● **What you should do**
List every line in the items below that contains the string "closing". Case matters.

● **Data**
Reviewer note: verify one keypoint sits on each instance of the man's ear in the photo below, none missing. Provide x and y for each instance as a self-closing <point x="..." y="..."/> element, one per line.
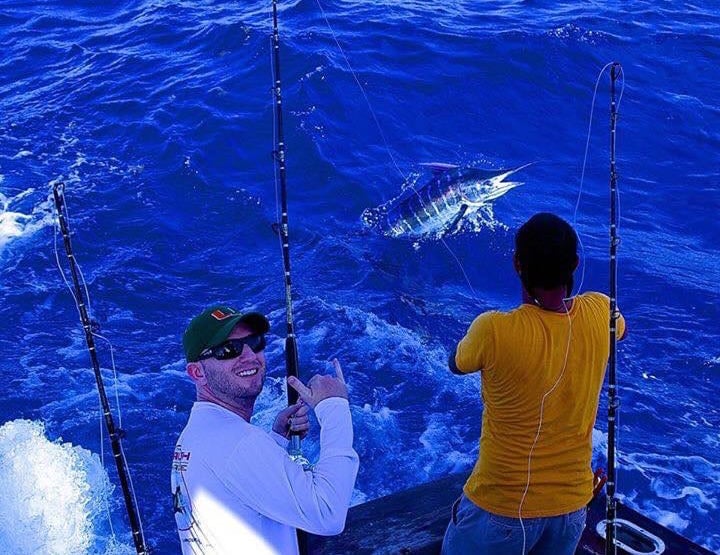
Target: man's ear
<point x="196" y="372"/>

...

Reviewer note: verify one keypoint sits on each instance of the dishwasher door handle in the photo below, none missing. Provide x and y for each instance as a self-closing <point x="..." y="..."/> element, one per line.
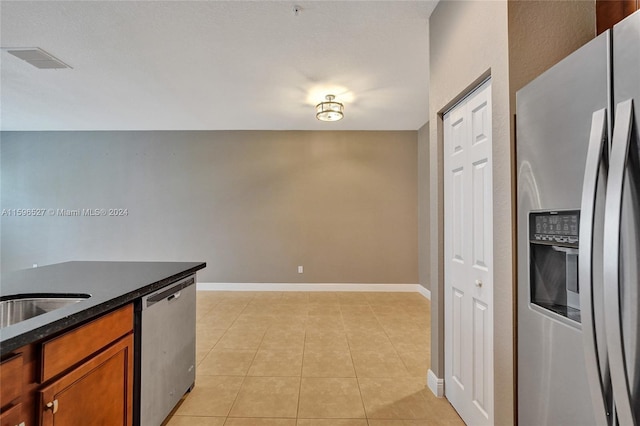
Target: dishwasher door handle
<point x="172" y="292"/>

● **Exercise solution**
Reviewer note: verify one keypoint sits on each instance of the man's ear in the photo below, none missing. Provide x and y for each instance as a self-closing <point x="..." y="..."/> element, one per line.
Reviewer note: verify one keypoint sits on each instance of the dishwasher door handle in the photo below, none missing. Provide x and y for each instance as a self-closing <point x="..." y="..."/> element, one per line.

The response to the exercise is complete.